__Exercise brief__:
Render every line of the material below as a Markdown table with two columns, "Row" for the row number and "Entry" for the line, and skip any blank lines. Leave the pictures out of your answer.

(Items stored from a collection)
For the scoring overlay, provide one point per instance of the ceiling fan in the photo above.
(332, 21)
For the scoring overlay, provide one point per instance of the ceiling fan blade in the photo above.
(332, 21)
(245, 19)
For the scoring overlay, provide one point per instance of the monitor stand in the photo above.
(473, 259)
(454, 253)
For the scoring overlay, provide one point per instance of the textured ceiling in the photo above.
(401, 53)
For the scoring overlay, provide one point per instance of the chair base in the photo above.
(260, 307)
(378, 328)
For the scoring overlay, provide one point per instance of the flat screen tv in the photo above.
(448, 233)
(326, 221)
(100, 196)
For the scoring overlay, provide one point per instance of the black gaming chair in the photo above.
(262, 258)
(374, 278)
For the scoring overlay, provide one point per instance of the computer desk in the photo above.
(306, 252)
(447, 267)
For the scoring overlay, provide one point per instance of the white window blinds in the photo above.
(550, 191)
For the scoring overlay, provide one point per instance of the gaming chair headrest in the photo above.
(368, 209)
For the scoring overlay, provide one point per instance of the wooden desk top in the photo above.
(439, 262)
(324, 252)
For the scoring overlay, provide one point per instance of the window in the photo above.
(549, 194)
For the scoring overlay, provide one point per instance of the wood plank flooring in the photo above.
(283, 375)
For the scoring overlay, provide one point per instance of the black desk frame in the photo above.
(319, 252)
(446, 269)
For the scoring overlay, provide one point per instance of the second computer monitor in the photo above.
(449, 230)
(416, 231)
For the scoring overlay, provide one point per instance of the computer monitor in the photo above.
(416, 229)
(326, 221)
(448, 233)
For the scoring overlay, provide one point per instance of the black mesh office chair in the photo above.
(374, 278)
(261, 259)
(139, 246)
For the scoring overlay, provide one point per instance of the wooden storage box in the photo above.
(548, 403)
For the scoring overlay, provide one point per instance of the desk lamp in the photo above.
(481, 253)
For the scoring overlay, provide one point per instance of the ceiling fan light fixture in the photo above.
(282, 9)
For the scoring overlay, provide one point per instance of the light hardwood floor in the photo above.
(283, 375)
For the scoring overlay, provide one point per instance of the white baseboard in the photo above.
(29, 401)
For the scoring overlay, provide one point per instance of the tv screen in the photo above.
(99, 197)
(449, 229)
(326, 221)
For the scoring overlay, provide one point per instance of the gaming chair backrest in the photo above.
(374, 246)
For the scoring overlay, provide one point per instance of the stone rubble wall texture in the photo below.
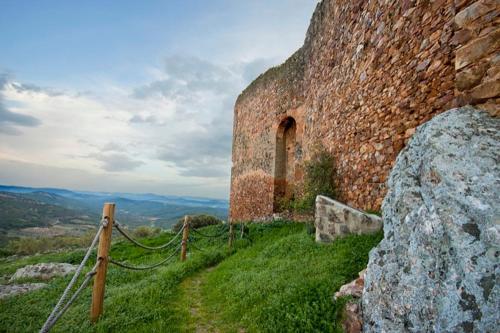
(334, 219)
(368, 74)
(438, 267)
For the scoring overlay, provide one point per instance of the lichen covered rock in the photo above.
(16, 289)
(437, 268)
(43, 271)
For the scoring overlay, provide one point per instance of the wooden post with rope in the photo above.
(231, 234)
(108, 214)
(185, 235)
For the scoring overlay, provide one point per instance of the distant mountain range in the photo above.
(28, 207)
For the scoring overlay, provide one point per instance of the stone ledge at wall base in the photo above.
(438, 267)
(334, 219)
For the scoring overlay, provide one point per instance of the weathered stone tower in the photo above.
(368, 73)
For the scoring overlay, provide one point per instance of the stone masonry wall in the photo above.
(369, 72)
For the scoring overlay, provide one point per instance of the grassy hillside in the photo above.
(18, 211)
(22, 207)
(279, 280)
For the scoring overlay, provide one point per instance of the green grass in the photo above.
(280, 280)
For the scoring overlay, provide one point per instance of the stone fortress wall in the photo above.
(369, 72)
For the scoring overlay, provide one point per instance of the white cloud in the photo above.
(176, 128)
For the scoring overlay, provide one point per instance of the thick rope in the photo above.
(45, 326)
(142, 268)
(223, 231)
(130, 238)
(85, 283)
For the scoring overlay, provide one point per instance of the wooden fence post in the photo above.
(231, 234)
(185, 235)
(96, 310)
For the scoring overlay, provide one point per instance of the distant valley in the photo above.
(27, 211)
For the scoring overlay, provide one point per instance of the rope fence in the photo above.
(102, 238)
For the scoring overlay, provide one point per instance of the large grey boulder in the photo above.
(438, 267)
(333, 219)
(43, 271)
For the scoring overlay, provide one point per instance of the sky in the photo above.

__Exercise result__:
| Row | Entry |
|---|---|
| 1 | For the scoring overlay, provide one point per instance of the ceiling fan in the photo above. |
| 2 | (332, 21) |
| 3 | For the scoring overlay, provide one point per instance of the ceiling fan blade in the photo above. |
| 4 | (332, 21) |
| 5 | (245, 19) |
| 6 | For the scoring overlay, provide one point per instance of the monitor stand in the photo above. |
| 7 | (473, 259) |
| 8 | (454, 253) |
| 9 | For the scoring overlay, provide one point per instance of the textured ceiling in the photo above. |
| 10 | (401, 53) |
| 11 | For the scoring overlay, provide one point per instance of the chair base in the photo above. |
| 12 | (260, 307) |
| 13 | (378, 328) |
| 14 | For the scoring overlay, provide one point per instance of the flat screen tv in the photo above. |
| 15 | (448, 233) |
| 16 | (326, 221) |
| 17 | (100, 196) |
| 18 | For the scoring overlay, provide one point per instance of the black gaming chair in the photo above. |
| 19 | (262, 258) |
| 20 | (374, 278) |
| 21 | For the scoring overlay, provide one point per instance of the computer desk in the photo above. |
| 22 | (306, 252) |
| 23 | (447, 267) |
| 24 | For the scoring overlay, provide one point per instance of the white window blinds in the photo above. |
| 25 | (550, 191) |
| 26 | For the scoring overlay, provide one point per instance of the gaming chair headrest in the photo above. |
| 27 | (368, 209) |
| 28 | For the scoring overlay, provide one point per instance of the wooden desk top in the photo above. |
| 29 | (439, 262) |
| 30 | (324, 252) |
| 31 | For the scoring overlay, provide one point per instance of the window in the photo above. |
| 32 | (549, 194) |
| 33 | For the scoring overlay, provide one point per instance of the wood plank flooring in the photo above. |
| 34 | (283, 375) |
| 35 | For the scoring overlay, provide one point per instance of the black desk frame in the photo above. |
| 36 | (319, 252) |
| 37 | (446, 269) |
| 38 | For the scoring overlay, provide one point per instance of the second computer monitor in the photo above. |
| 39 | (449, 230) |
| 40 | (416, 231) |
| 41 | For the scoring overlay, provide one point per instance of the computer monitor in the photo above. |
| 42 | (416, 229) |
| 43 | (326, 221) |
| 44 | (448, 233) |
| 45 | For the scoring overlay, provide one point per instance of the black mesh office chair in the photo above. |
| 46 | (374, 278) |
| 47 | (261, 259) |
| 48 | (139, 246) |
| 49 | For the scoring overlay, provide one point per instance of the wooden storage box in the photo above. |
| 50 | (548, 403) |
| 51 | For the scoring overlay, provide one point per instance of the desk lamp in the photo above. |
| 52 | (481, 253) |
| 53 | For the scoring overlay, provide one point per instance of the ceiling fan light fixture in the photo above. |
| 54 | (282, 9) |
| 55 | For the scoring overlay, provide one point per instance of the light hardwood floor in the photo above. |
| 56 | (283, 375) |
| 57 | For the scoring overlay, provide one point per instance of the white baseboard in the photo above. |
| 58 | (29, 401) |
| 59 | For the scoring overlay, provide one point per instance of the tv screen in the photo above. |
| 60 | (99, 197) |
| 61 | (449, 229) |
| 62 | (326, 221) |
| 63 | For the scoring overlay, provide one point per instance of the gaming chair backrest in the photo above. |
| 64 | (374, 246) |
| 65 | For the scoring overlay, provide one point per instance of the stone rubble wall texture in the photo below. |
| 66 | (334, 219) |
| 67 | (368, 74) |
| 68 | (438, 267) |
| 69 | For the scoring overlay, provide one point per instance of the lichen covered rock in the photo above. |
| 70 | (16, 289) |
| 71 | (437, 268) |
| 72 | (43, 271) |
| 73 | For the scoring overlay, provide one point per instance of the wooden post with rope in the photo above. |
| 74 | (231, 234) |
| 75 | (108, 214) |
| 76 | (185, 235) |
| 77 | For the scoring overlay, provide one point per instance of the distant mountain range in the photo above. |
| 78 | (28, 207) |
| 79 | For the scoring overlay, provide one point per instance of the stone ledge at wall base in the photo above. |
| 80 | (438, 267) |
| 81 | (334, 219) |
| 82 | For the scoring overlay, provide one point per instance of the weathered stone tower in the photo above. |
| 83 | (368, 73) |
| 84 | For the scoring overlay, provide one point per instance of the stone masonry wall in the photo above. |
| 85 | (369, 72) |
| 86 | For the scoring overlay, provide one point per instance of the grassy hillside in the photo above. |
| 87 | (18, 211) |
| 88 | (22, 207) |
| 89 | (279, 280) |
| 90 | For the scoring overlay, provide one point per instance of the green grass in the photo above. |
| 91 | (280, 280) |
| 92 | For the scoring overlay, provide one point per instance of the stone fortress wall in the photo above. |
| 93 | (369, 72) |
| 94 | For the scoring overlay, provide one point per instance of the white cloud in the photo above. |
| 95 | (176, 128) |
| 96 | For the scoring overlay, provide one point per instance of the thick rope in the photo above. |
| 97 | (45, 326) |
| 98 | (142, 268) |
| 99 | (223, 231) |
| 100 | (130, 238) |
| 101 | (85, 283) |
| 102 | For the scoring overlay, provide one point per instance of the wooden fence post in the photo above. |
| 103 | (231, 234) |
| 104 | (185, 235) |
| 105 | (96, 310) |
| 106 | For the scoring overlay, provide one point per instance of the distant valley in the photo above. |
| 107 | (27, 211) |
| 108 | For the scoring overlay, provide one point per instance of the rope fence in the photo above. |
| 109 | (102, 238) |
| 110 | For the scoring overlay, provide one point per instance of the large grey boulder in the photo above. |
| 111 | (438, 267) |
| 112 | (333, 219) |
| 113 | (43, 271) |
| 114 | For the scoring overlay, provide one point per instance of the sky in the photo above. |